## Given text

Faced with the spectacle subsequently given by the world media as for the reformist purposes the movement pursued, the matter is therefore about recalling that the struggles initially started following and against the reforms opened some ten years earlier by Deng Xiao Ping, reforms which were greeted, all along their setting up, by the whole of the world bourgeoisie.

The fact that in Beijing the struggles engulfed themselves gradually in the thoughts of political reforms carried by the “students’ coordination” obviously and complementarily served the bourgeoisie to suddenly put forward the fact that Deng Xiao Ping’s reforms didn’t go far enough and give again a perspective of a “more radical” reform, a “political” one. The flag of the “political reform” served thus as standard to “make forget” that the origin of the movement was rooted in the opposition to the reforms, because this opposition concealed in itself the truth according to which no reform of the capitalist system will never improve the fate of the working class!!!

The death of Hu Yaobang, one of the CCP “reformists” who fell into disgrace, was then nothing but one pretext more to increase in scale the agitation that developed in Beijing and culminated in demonstrations of 100,000 people. It’s from this moment that China became to be under the glare of the international media spotlight, drawing attention on the responsibility and the will of pacific change of the “students”, hiding the movements that had taken place in the provinces and that were at the origin of the agitation against the reforms, transforming the local struggles against the reforms into a kill of “communism” and into a hymn to free enterprise and free market.

April 27th a big demonstration took place: nearly 400,000 people marched while shouting… “Long live the communist party”!!! What a terrible illusion to believe that it’s possible to confront the state in China while finding the support of its structures. All along the struggles in Beijing, the proletarians deluded themselves with democratic watchwords issued by the members of the “students’ coordination” who quickly became to be candidates for governing. This is how in Shanghai 6,000 students of the university of Fudan brought to the local authorities a petition for democracy.

As we emphasized above, the media continuously exemplified the expression of this real submission of the proletarians to the democratic watchwords and never gave publicity to the violent attacks of proletarians, students groups and others, against the party and state buildings in big cities like Shanghai, etc.

May 8th, the ten thousands students of Beijing started the strike again. The students’ representatives group for dialogue, newly constituted, launched to the power a new call to negotiation.

## Goal 1
Duplicate everything in the text on the protests in China from "As we emphasized" down to "call to negotiation.".
## Goal 2
From the text on the protests in China, list every person named and every city or country named.
Answer from the text alone.

## Extracted data
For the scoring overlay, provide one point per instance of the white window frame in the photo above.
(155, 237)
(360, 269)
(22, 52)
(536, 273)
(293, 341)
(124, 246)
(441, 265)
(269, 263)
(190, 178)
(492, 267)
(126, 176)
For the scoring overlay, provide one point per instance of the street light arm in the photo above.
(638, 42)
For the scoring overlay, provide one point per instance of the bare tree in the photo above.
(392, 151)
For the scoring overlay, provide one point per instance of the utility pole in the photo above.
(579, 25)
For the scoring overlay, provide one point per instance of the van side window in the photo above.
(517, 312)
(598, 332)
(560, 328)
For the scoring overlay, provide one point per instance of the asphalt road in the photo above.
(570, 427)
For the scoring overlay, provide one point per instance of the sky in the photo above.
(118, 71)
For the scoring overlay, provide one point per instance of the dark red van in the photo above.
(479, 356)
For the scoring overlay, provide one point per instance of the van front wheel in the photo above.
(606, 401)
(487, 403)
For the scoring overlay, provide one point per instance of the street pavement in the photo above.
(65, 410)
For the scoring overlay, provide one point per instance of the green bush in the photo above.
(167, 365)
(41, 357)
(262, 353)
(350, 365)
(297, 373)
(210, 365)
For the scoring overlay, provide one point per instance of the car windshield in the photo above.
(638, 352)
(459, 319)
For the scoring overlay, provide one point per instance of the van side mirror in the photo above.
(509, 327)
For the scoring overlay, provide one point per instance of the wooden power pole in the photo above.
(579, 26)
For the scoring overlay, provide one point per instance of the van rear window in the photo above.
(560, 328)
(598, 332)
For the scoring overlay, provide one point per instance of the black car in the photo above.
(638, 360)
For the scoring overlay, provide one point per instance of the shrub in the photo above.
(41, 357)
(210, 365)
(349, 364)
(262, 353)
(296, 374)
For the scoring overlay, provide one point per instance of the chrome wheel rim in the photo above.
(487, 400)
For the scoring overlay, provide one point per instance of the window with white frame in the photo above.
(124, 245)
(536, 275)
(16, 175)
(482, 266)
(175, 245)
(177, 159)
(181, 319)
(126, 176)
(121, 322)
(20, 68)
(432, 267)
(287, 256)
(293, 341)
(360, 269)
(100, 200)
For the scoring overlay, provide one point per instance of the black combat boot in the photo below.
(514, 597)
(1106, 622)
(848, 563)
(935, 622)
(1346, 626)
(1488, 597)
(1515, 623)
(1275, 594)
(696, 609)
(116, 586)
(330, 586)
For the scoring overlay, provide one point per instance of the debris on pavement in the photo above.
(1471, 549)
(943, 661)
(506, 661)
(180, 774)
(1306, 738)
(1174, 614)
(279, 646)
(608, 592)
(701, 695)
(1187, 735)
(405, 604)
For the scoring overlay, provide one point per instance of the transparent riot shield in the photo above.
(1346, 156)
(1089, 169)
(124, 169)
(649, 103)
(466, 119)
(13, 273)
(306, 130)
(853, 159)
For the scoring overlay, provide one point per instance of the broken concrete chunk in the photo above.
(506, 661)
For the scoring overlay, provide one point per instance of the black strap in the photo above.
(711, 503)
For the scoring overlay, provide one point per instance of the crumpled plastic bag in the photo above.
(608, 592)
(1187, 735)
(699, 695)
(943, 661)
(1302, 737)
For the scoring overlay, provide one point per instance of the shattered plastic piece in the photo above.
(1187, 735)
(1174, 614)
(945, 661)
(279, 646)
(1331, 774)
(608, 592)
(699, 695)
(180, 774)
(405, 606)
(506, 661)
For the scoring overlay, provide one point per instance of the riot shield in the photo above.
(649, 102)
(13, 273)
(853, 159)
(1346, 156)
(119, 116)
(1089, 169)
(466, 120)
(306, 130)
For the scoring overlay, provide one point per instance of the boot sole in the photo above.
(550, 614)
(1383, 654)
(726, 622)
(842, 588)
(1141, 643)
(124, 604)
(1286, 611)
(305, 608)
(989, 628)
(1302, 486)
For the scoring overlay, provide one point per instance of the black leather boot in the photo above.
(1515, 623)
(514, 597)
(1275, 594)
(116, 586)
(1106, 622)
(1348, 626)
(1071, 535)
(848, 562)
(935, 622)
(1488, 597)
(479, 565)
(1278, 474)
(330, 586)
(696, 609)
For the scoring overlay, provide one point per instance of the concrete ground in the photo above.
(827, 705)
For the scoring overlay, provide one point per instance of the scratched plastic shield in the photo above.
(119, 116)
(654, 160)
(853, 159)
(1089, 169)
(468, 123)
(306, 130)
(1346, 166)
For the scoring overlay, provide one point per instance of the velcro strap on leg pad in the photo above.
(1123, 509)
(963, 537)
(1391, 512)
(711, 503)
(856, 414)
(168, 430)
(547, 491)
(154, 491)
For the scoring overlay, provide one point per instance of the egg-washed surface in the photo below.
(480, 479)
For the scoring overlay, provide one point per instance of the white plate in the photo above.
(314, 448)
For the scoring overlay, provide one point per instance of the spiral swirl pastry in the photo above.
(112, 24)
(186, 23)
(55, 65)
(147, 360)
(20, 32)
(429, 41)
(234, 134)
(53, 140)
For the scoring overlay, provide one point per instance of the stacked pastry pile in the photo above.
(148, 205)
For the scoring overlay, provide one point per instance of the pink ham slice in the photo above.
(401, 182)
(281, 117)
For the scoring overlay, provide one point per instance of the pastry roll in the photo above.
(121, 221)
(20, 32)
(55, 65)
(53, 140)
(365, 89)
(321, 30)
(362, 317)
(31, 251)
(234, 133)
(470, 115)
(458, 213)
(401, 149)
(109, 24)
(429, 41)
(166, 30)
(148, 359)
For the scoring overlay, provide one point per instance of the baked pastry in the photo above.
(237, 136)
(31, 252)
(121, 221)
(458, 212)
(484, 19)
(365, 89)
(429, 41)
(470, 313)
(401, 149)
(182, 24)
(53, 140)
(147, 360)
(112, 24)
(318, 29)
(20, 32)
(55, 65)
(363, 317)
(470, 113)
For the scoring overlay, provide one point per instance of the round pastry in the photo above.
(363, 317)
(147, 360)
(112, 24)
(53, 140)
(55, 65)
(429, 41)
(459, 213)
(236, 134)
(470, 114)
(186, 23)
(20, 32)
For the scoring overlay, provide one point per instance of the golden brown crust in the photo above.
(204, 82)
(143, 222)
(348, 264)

## Written solution 1
As we emphasized above, the media continuously exemplified the expression of this real submission of the proletarians to the democratic watchwords and never gave publicity to the violent attacks of proletarians, students groups and others, against the party and state buildings in big cities like Shanghai, etc.

May 8th, the ten thousands students of Beijing started the strike again. The students’ representatives group for dialogue, newly constituted, launched to the power a new call to negotiation.

## Written solution 2
People: Deng Xiao Ping, Hu Yaobang
Cities and countries: China, Beijing, Shanghai